WHAT YOU WILL DO:
Reproduce all the entries exactly.

STORED RECORDS:
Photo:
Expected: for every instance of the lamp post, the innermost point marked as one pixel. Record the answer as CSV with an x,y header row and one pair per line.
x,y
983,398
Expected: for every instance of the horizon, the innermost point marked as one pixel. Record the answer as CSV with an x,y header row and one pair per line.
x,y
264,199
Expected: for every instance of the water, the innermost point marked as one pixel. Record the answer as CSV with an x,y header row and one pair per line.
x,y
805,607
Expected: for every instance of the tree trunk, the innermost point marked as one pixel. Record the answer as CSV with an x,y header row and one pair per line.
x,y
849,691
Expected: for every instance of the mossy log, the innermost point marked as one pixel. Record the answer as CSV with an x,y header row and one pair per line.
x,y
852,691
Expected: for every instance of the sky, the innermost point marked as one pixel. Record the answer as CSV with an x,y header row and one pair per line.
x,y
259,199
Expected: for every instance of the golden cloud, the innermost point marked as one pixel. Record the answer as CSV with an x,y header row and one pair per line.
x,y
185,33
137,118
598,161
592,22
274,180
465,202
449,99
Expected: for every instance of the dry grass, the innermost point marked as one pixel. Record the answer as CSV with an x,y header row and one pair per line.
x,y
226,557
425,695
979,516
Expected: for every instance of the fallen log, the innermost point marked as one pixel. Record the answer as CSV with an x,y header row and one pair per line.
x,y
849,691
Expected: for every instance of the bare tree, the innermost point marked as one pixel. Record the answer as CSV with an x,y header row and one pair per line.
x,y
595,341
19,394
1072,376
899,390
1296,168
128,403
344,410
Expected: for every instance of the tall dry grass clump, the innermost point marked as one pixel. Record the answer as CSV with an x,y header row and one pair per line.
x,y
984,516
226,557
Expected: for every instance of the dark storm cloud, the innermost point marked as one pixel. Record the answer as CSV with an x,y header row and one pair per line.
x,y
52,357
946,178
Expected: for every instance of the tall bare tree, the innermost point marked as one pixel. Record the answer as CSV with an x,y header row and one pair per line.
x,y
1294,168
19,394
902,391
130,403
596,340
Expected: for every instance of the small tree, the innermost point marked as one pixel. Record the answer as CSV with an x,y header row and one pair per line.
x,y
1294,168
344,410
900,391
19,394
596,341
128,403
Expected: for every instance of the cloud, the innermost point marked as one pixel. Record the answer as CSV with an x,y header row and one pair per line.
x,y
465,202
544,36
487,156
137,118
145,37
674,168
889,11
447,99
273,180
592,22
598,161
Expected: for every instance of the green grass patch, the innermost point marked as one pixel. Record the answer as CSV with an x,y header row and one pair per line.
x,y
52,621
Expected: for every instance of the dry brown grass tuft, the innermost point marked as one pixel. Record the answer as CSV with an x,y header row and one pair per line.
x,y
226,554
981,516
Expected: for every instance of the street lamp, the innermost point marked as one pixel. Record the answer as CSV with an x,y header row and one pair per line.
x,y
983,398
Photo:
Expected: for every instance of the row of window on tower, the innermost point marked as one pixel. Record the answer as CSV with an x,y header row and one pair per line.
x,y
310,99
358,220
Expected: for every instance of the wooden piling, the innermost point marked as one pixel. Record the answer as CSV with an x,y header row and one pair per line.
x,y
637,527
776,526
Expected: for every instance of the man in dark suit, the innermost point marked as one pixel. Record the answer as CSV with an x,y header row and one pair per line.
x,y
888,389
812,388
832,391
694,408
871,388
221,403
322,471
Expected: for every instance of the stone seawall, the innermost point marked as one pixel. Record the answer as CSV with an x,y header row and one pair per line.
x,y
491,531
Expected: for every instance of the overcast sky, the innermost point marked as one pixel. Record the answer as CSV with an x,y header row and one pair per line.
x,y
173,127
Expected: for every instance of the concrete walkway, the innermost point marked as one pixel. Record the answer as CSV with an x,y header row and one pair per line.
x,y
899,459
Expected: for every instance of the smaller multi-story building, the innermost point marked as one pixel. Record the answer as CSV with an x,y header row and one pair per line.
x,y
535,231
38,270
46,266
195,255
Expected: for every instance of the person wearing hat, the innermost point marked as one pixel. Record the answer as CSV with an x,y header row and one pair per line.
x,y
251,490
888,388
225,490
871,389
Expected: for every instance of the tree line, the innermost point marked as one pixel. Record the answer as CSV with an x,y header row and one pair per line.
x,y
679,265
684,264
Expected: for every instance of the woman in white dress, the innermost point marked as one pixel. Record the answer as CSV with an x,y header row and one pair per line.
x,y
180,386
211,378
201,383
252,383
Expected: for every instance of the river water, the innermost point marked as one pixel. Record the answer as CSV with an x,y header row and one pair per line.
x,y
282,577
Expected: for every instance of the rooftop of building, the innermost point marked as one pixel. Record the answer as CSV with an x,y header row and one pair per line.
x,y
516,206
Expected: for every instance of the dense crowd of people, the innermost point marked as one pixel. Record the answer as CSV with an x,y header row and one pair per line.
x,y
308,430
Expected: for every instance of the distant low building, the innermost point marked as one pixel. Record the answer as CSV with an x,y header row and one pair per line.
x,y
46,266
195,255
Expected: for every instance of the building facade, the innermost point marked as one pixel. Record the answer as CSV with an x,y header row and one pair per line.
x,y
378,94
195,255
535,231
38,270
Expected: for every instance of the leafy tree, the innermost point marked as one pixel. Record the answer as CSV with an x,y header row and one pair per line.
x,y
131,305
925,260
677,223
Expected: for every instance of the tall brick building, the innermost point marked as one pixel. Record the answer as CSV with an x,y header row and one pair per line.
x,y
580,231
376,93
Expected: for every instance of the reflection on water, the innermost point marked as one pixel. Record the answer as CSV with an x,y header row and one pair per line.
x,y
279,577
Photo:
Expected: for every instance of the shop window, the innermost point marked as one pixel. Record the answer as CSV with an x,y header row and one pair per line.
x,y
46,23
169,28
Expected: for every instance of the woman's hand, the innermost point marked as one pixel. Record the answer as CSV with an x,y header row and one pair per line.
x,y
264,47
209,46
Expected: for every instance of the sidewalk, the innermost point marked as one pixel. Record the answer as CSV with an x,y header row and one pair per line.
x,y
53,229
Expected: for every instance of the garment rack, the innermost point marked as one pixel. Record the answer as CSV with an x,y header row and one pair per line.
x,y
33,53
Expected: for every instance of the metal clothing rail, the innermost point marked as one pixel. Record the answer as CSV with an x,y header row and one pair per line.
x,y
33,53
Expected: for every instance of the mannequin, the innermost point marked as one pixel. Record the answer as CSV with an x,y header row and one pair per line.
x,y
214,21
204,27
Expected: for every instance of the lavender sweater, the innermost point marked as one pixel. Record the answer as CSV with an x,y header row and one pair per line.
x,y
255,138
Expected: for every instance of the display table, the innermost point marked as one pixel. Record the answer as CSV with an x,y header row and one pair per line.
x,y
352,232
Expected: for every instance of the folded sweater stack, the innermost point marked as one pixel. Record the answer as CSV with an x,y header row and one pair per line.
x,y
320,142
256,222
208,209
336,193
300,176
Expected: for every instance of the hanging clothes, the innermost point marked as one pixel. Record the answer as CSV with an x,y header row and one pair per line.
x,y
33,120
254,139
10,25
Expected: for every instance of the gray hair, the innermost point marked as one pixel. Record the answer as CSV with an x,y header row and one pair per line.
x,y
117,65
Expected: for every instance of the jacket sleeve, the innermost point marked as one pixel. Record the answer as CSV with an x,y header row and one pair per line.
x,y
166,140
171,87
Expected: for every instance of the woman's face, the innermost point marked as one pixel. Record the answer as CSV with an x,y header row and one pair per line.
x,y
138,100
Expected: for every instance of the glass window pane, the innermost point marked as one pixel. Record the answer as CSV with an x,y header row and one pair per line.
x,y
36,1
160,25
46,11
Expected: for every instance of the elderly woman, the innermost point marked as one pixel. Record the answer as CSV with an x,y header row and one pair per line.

RESPONSE TO THIS EXERCISE:
Photo:
Expected: for every instance of the lamp post, the innermost point marked as one pixel. Record the answer as CSV with an x,y header row and one pair per line.
x,y
983,398
Expected: for every instance of the horizon, the innermost point marked as one pixel. Record the answer as CSV with an x,y header row and one pair per line.
x,y
264,199
Expected: for every instance of the water, the innermost point marked as one pixel. Record the answer as CSV with an x,y header row and one pair per line.
x,y
805,607
Expected: for every instance of the tree trunk, the innermost point marked as one pixel. Record the answer as CSV with an x,y header row and one pair per line.
x,y
849,691
Expected: for every instance of the mossy log, the innermost point marked as one pixel. Record the answer as CSV with an x,y header row and one pair per line.
x,y
852,691
Expected: for every instance of the sky, the innermost point marked as one pixel. Record the answer as CSV with an x,y header row and one pair per line.
x,y
259,199
Expected: for every instance of the golden cloud, the innermost point marked as one pixel. Record the answer as CSV with an x,y header row and one pair per line.
x,y
185,33
137,118
598,161
592,22
274,180
465,202
449,99
Expected: for every instance of the dry grass, the innermost point marked as one pixel. Record the answer as CSV with an x,y header row and one pair per line.
x,y
226,557
425,695
979,516
Expected: for every instance of the fallen log, the innermost point marked as one pixel. Record the answer as CSV with an x,y header row and one pair per line.
x,y
849,691
Expected: for every instance of the bare tree, the innermost point marked as one pixel. Record the answer as CSV with an x,y header row and one pair per line.
x,y
595,341
19,394
1072,376
899,390
1296,168
128,403
344,410
Expected: for every instance of the tall dry grass clump, the innermost point marked as one pixel. Record the answer as CSV with an x,y header row and one pair per line.
x,y
984,516
226,557
Expected: for every instance of the dark storm cloud, the innermost point marked as one pixel. Record the answer as CSV with an x,y header row and one pair per line.
x,y
52,357
946,178
Expected: for every instance of the tall bare tree, the innermost point marked as one pixel. Record the answer as CSV with an x,y header row and one pair per line.
x,y
1294,168
19,394
902,391
130,403
596,340
Expected: for every instance of the small tree, the innermost point marked as one pixel. Record the answer as CSV with an x,y header row and one pair per line.
x,y
1294,168
344,410
900,391
19,394
596,341
128,403
Expected: for every instance of the cloud, the innermost point marked as one pixel. Record the answer as CSV with an x,y header row and one pair per line.
x,y
465,202
544,36
487,156
137,118
145,37
674,168
889,11
447,99
273,180
592,22
598,161
Expected: for every instance of the green grass patch, the innermost point marked as one pixel. Record the answer as CSV with an x,y header row and one pair per line.
x,y
52,621
Expected: for every instance of the dry brown grass tuft, the innermost point marked as one pixel. Record the answer as CSV with an x,y header row and one pair per line.
x,y
226,554
981,516
Expected: for every instance of the street lamp, the innermost point marked as one pixel. Record the answer as CSV with an x,y header row and one pair per line.
x,y
983,398
Photo:
Expected: for every instance of the row of window on tower, the innermost point marked as one pixel. Record the answer as CSV with an x,y header row and one pair per line.
x,y
310,99
358,220
Expected: for every instance of the wooden piling, the innermost point marked as one pixel. Record the answer as CSV with an x,y header row and one pair per line.
x,y
637,527
776,526
Expected: for every instance of the man in dark suit, the innermost point marked as one pixel. Record the answer as CSV with an x,y header row and one pair per line.
x,y
888,389
812,388
832,391
694,408
871,388
221,403
322,471
Expected: for every instance of the stone seawall, the innermost point marked as one pixel. Record the answer as CSV with an x,y header row and one pair per line.
x,y
491,531
Expected: for every instance of the overcast sky, the innermost point marked as one pixel. Record the answer as CSV with an x,y header row and one pair per line.
x,y
173,127
Expected: for every instance of the concrete walkway, the innermost point marked as one pixel. Record the answer as CSV with an x,y header row and one pair per line.
x,y
899,459
Expected: for every instance of the smaller multi-story building, the innermost point marked as one pixel. Record the answer as CSV with an x,y header row and one pair per line.
x,y
535,231
38,270
46,266
195,255
Expected: for every instance of the person wearing hat, the innermost point marked as one pixel. Record the answer as CSV with an x,y header row and one pair per line.
x,y
251,490
888,388
225,490
871,389
Expected: for every instance of the tree line, the innermost point marked as one pixel. Record the answer as CSV with an x,y header row and one pair per line.
x,y
679,265
684,264
Expected: for every instance of the woman in white dress, the innermost point marked as one pixel. Record the answer as CSV with an x,y header row and one pair per line.
x,y
180,386
211,378
201,383
252,383
Expected: for every instance of the river water, the innermost point marked as one pixel. Record the answer as CSV with an x,y header row and one pair per line.
x,y
282,577
Expected: for every instance of the rooftop of building, the innermost point marked as one pixel. Record the answer as CSV with an x,y header row and one pair per line.
x,y
516,206
Expected: for every instance of the dense crowd of people, the innermost point marked as one pixel. Record the answer as CSV with an x,y header row and one pair per line.
x,y
308,430
Expected: for every instance of the distant low building, the innermost point marked as one pixel. Record the answer as CSV with an x,y header row and one pair per line.
x,y
46,266
195,255
Expected: for every instance of the building facade, the innermost point marked as one pixel. Record the answer as CSV with an x,y header row and one pair per line.
x,y
378,94
195,255
535,231
38,270
Expected: for every instance of the leafy tree, the innermost point marked as one pixel. Record the answer as CSV with an x,y header row and one pair per line.
x,y
131,305
925,260
677,223
Expected: for every instance of the tall brick building, the innermost point marked as one pixel. Record the answer as CSV with an x,y header row and one pair per line.
x,y
580,231
376,93
Expected: for every instance of the reflection on water, the innermost point marked as one pixel. Record the answer as CSV with an x,y header row and one pair per line.
x,y
279,577
Photo:
Expected: for every instance of the shop window, the innermost point marked as one pixel. Record the answer as CSV with an x,y header row and one pair per line.
x,y
46,23
169,28
Expected: for every instance of the woman's hand, the innermost point marked as one pixel. Record the answer as CSV with an x,y header row and one pair per line.
x,y
264,47
209,46
Expected: for every instance of the sidewalk, the innermost point marked as one pixel. Record the answer as CSV with an x,y header row and one pair per line.
x,y
53,229
Expected: for every instance of the garment rack, the innermost point marked as one pixel. Record the answer as CSV with an x,y header row and one pair per line.
x,y
33,53
Expected: for every instance of the metal clothing rail, the innermost point marked as one pixel. Record the answer as CSV with an x,y header row and one pair per line.
x,y
33,53
Expected: for every instance of the mannequin, the innermost point marked as one pixel. Record the answer as CSV with an x,y header row and one pair per line.
x,y
214,21
204,27
Expected: for every instance of the lavender sweater, the innermost point marked as one pixel. Record the answer as CSV with an x,y header row and one pair per line.
x,y
255,138
Expected: for every instance of the display table, the innermost point marked as one pixel. Record the answer as CSV with an x,y header row and one pair per line.
x,y
352,232
Expected: for every instance of the folded sweater stack, the innermost point marked as one pixel. Record the answer as CSV with an x,y header row and one pair per line.
x,y
320,142
256,222
208,209
336,193
300,176
Expected: for every instance of the hanging clothes, the innermost point marked as one pixel. Record the answer as CSV with an x,y header row and one pair per line.
x,y
33,120
254,139
10,25
Expected: for every instance of the gray hair, the innermost point marked as one pixel. Record the answer as CSV with an x,y header row and one pair per line.
x,y
117,65
Expected: for every instance of the jacket sleeve, the innermost point marked as one pixel. Record the answer as CSV with an x,y header row and one pair per line.
x,y
166,140
171,87
Expected: for every instance of the woman's face, the innermost point marked as one pixel. Record the answer as CSV with an x,y header row and one pair per line.
x,y
138,100
Expected: for every instance of the glass window pane, the innermost point marked as one pixel. Record the answer as CSV with an x,y header row and one pair per line.
x,y
36,1
160,25
46,11
Expected: for every instance of the elderly woman, the innermost point marked as one pixel. Record the answer as CSV with an x,y header row and one pair per line.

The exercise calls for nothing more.